(Activity)
The stretch from the line with "--detect black hair" through the line with "--detect blue sleeve" in the records below: write it out exactly, and nothing else.

(Source material)

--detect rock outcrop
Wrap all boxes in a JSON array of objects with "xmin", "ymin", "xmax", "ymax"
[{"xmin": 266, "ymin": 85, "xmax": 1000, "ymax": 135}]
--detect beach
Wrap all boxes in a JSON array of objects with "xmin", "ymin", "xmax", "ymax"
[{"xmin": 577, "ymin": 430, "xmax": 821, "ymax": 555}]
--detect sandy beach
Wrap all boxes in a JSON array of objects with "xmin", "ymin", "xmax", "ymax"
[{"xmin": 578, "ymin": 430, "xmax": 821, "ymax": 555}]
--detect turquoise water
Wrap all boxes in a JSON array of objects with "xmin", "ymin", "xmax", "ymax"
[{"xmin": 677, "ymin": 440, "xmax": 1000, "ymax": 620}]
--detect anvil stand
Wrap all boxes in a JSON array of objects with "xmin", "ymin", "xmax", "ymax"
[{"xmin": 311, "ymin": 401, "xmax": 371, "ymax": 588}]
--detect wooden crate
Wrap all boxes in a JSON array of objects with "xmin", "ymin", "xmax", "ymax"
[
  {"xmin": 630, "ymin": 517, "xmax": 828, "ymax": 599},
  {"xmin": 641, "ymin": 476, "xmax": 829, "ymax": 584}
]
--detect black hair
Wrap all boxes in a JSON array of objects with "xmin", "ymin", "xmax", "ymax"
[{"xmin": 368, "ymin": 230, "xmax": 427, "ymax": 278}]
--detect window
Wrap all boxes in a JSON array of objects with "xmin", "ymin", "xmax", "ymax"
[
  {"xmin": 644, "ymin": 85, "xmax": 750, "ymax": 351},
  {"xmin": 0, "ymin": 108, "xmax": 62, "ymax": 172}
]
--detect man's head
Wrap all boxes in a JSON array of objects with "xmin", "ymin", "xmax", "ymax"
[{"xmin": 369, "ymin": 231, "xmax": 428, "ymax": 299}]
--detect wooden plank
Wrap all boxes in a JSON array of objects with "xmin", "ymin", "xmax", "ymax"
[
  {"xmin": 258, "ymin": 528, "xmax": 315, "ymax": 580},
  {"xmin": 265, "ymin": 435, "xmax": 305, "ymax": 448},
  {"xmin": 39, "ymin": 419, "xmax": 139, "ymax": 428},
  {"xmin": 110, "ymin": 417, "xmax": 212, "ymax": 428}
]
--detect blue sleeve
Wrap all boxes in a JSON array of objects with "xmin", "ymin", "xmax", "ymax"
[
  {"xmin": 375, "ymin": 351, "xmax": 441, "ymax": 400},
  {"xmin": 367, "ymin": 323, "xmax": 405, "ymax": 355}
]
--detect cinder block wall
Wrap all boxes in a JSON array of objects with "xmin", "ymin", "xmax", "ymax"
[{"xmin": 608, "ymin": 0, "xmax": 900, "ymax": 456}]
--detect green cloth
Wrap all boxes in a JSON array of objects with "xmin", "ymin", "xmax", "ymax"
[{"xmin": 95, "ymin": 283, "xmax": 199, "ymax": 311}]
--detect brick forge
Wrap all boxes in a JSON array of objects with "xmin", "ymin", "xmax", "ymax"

(End Source material)

(Your response)
--detect black hair
Wrap all boxes in a JSON array of objects with "xmin", "ymin", "xmax", "ymax"
[{"xmin": 368, "ymin": 230, "xmax": 427, "ymax": 278}]
--detect window
Wrap all boxes in a JSON array of objects with "xmin", "ymin", "xmax", "ymax"
[
  {"xmin": 644, "ymin": 85, "xmax": 750, "ymax": 351},
  {"xmin": 0, "ymin": 108, "xmax": 62, "ymax": 172}
]
--detect man's head
Wrap all boxes in a JSON array of objects with "xmin", "ymin", "xmax", "ymax"
[{"xmin": 369, "ymin": 231, "xmax": 428, "ymax": 299}]
--detect wooden plank
Wrap all boxes in a JSON array of objects with "xmin", "ymin", "xmax", "ymax"
[
  {"xmin": 258, "ymin": 528, "xmax": 315, "ymax": 580},
  {"xmin": 265, "ymin": 435, "xmax": 305, "ymax": 448},
  {"xmin": 39, "ymin": 419, "xmax": 139, "ymax": 428},
  {"xmin": 110, "ymin": 417, "xmax": 212, "ymax": 428}
]
--detect blue sleeve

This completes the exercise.